§ Extracted entries:
##########

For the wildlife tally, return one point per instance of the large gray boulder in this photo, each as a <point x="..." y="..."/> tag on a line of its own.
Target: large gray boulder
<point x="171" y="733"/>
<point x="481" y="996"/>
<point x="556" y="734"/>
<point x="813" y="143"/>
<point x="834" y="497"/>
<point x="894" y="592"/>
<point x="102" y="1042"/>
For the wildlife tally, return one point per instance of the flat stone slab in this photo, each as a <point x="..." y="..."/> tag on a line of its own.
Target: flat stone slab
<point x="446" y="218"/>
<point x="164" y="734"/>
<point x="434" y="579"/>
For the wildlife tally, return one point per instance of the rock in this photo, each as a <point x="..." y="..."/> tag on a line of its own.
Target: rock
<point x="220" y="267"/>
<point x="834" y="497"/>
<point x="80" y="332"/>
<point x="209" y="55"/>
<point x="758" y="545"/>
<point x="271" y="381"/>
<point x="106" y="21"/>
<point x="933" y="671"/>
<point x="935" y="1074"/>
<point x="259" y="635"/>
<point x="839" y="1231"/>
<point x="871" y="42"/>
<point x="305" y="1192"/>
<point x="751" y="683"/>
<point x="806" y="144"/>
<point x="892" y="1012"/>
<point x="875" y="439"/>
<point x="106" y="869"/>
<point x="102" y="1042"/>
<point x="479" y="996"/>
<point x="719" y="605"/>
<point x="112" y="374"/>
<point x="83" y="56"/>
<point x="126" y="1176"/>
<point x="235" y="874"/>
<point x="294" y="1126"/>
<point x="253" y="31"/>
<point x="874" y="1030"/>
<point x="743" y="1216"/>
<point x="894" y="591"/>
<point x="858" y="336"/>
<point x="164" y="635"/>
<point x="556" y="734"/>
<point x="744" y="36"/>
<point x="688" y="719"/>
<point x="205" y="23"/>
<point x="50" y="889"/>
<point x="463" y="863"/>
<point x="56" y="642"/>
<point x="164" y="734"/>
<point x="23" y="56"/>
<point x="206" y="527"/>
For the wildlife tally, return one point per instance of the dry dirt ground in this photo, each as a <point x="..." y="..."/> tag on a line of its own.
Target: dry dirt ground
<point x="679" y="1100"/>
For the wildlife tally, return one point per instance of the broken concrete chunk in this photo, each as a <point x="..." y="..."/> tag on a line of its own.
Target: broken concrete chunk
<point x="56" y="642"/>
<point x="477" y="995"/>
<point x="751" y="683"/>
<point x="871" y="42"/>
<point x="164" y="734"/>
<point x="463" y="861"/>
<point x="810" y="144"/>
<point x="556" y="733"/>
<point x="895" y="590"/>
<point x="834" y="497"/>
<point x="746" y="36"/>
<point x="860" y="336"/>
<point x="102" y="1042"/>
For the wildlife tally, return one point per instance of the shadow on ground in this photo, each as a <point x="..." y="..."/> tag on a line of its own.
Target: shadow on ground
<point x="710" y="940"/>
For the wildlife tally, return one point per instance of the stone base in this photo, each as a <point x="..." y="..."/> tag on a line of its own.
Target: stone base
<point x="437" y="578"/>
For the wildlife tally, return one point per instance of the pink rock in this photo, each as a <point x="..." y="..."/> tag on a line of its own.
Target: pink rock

##########

§ The problem: Rewrite every line of the listing above as a JSON array of strings, one string per line, with blank lines dropped.

§ Exercise result:
[
  "For the wildlife tally, return one point per instance of the large gray boulder in this photo, each as a <point x=\"...\" y=\"...\"/> tag on a line of its own.",
  "Target: large gray boulder",
  "<point x=\"171\" y=\"733\"/>",
  "<point x=\"481\" y=\"996\"/>",
  "<point x=\"556\" y=\"734\"/>",
  "<point x=\"813\" y=\"143\"/>",
  "<point x=\"834\" y=\"497\"/>",
  "<point x=\"894\" y=\"592\"/>",
  "<point x=\"102\" y=\"1042\"/>",
  "For the wildlife tally, return one point per instance of the flat stone slab in this photo, each as a <point x=\"...\" y=\"...\"/> tag on a line of its own.",
  "Target: flat stone slab",
  "<point x=\"446\" y=\"218\"/>",
  "<point x=\"164\" y=\"734\"/>",
  "<point x=\"434\" y=\"579\"/>",
  "For the wildlife tally, return one point per instance of the rock in this photo, each as a <point x=\"...\" y=\"...\"/> tag on a line of its own.",
  "Target: rock",
  "<point x=\"220\" y=\"267\"/>",
  "<point x=\"834\" y=\"497\"/>",
  "<point x=\"80\" y=\"332\"/>",
  "<point x=\"209\" y=\"55\"/>",
  "<point x=\"758\" y=\"545\"/>",
  "<point x=\"271\" y=\"381\"/>",
  "<point x=\"106\" y=\"21\"/>",
  "<point x=\"933\" y=\"671\"/>",
  "<point x=\"935\" y=\"1074\"/>",
  "<point x=\"259\" y=\"635\"/>",
  "<point x=\"839\" y=\"1231\"/>",
  "<point x=\"871\" y=\"42\"/>",
  "<point x=\"305\" y=\"1192\"/>",
  "<point x=\"751\" y=\"683\"/>",
  "<point x=\"806\" y=\"144\"/>",
  "<point x=\"892\" y=\"1012\"/>",
  "<point x=\"875\" y=\"439\"/>",
  "<point x=\"106\" y=\"869\"/>",
  "<point x=\"102\" y=\"1042\"/>",
  "<point x=\"479\" y=\"996\"/>",
  "<point x=\"719\" y=\"605\"/>",
  "<point x=\"112\" y=\"374\"/>",
  "<point x=\"83\" y=\"56\"/>",
  "<point x=\"126\" y=\"1176\"/>",
  "<point x=\"235\" y=\"874\"/>",
  "<point x=\"294\" y=\"1126\"/>",
  "<point x=\"253\" y=\"31\"/>",
  "<point x=\"874\" y=\"1030\"/>",
  "<point x=\"743\" y=\"1216\"/>",
  "<point x=\"894\" y=\"591\"/>",
  "<point x=\"858\" y=\"336\"/>",
  "<point x=\"164\" y=\"635\"/>",
  "<point x=\"556\" y=\"734\"/>",
  "<point x=\"744\" y=\"36\"/>",
  "<point x=\"688\" y=\"719\"/>",
  "<point x=\"205\" y=\"23\"/>",
  "<point x=\"50\" y=\"889\"/>",
  "<point x=\"463\" y=\"863\"/>",
  "<point x=\"56\" y=\"642\"/>",
  "<point x=\"164\" y=\"734\"/>",
  "<point x=\"23\" y=\"56\"/>",
  "<point x=\"206\" y=\"527\"/>",
  "For the wildlife tally, return one point per instance of the dry dirt ground in this photo, each as a <point x=\"...\" y=\"...\"/> tag on a line of its own.",
  "Target: dry dirt ground",
  "<point x=\"679\" y=\"1100\"/>",
  "For the wildlife tally, return one point per instance of the broken concrete chunk in this photo, each as a <point x=\"...\" y=\"...\"/> tag on a line of its own.",
  "Target: broken concrete chunk",
  "<point x=\"56\" y=\"642\"/>",
  "<point x=\"477\" y=\"995\"/>",
  "<point x=\"751\" y=\"683\"/>",
  "<point x=\"871\" y=\"42\"/>",
  "<point x=\"164\" y=\"734\"/>",
  "<point x=\"463\" y=\"861\"/>",
  "<point x=\"810\" y=\"144\"/>",
  "<point x=\"556\" y=\"733\"/>",
  "<point x=\"895\" y=\"590\"/>",
  "<point x=\"834\" y=\"497\"/>",
  "<point x=\"746\" y=\"36\"/>",
  "<point x=\"860\" y=\"336\"/>",
  "<point x=\"102\" y=\"1042\"/>",
  "For the wildlife tally, return one point per instance of the shadow on ground in this photo, each as a <point x=\"...\" y=\"...\"/> tag on a line of its own.",
  "Target: shadow on ground",
  "<point x=\"710\" y=\"940\"/>",
  "For the wildlife tally, return one point per instance of the stone base in this photo, each as a <point x=\"...\" y=\"...\"/> tag on a line of its own.",
  "Target: stone base",
  "<point x=\"437\" y=\"578\"/>",
  "For the wildlife tally, return one point per instance of the pink rock in this photo, each as a <point x=\"...\" y=\"...\"/> tag on a line of its own.",
  "Target: pink rock"
]